Required work
Carry forward the travel account below about reorganizing the vehicle and welcoming Breece into the group, picking up from where it stops.

Passage

________________________________________

We readjusted our crampy vehicle, ditched a respectable amount of clothing, books and other equipment and earned a suitable amount of passenger seating. An analogous sort of reorganization has been underway within our group dynamic and with parallel success. I, personally, am delighted to have our ranks swollen by the Breece, who, at the time of our first meeting nearly three years ago, seemed likely to be my enemy. Breece and I became good friends during our final year in Gambia; he brings a stability and familiarity to this point in our trip that I am only now beginning to realize that we sorely needed. He has also attended and instigated a number of interviews within the last week while proving especially gifted at getting things that are stuck together (car parts, stackable cups, arguing people, etc.) well separated.



From Mine Fields to Strip Malls and Small Town America (Late February 2006)

________________________________________

Recorded data
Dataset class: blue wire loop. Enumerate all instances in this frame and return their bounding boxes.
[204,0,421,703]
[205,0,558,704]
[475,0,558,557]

________________________________________

Exercise answer
I doubt that there is a border crossing anywhere on the entire continent of Africa more jarring than the one between Angola and Namibia. Most people who deal with culture shock when moving between first and developing world countries typically experience many hours of intervening luxurious though inconvenient air travel that numbs them and insulates them from the brute force of scenery change. Between Angola and Namibia is a rope with flags on it held by multilingual cops in poorly chosen camouflage.

The Angolan infrastructure is as degraded and unreliable as possible; the number of destroyed military vehicles rusting and acquiring spray paint by the roadside is difficult to estimate and the mine field markers are omnipresent. Trash strewn areas full of raggy children sprinting between ruined sputtering transport vans with junkyard toys must give home to 80% of the urban population. Namibia feels like a first world country. Instantly, the roads are flawless. Suddenly, there are western restaurants like KFC and Wimpy Burger, tucked beside Shoprite or Woolworths. Street vendors disappear: I can no longer find an instant shoe repairman, purchase rip off sunglasses or trick sandals; there are no all night sticks of ready to eat grilled animal, no shacks for the tea pouring omelet men. Nobody is even having their hair braided on the street.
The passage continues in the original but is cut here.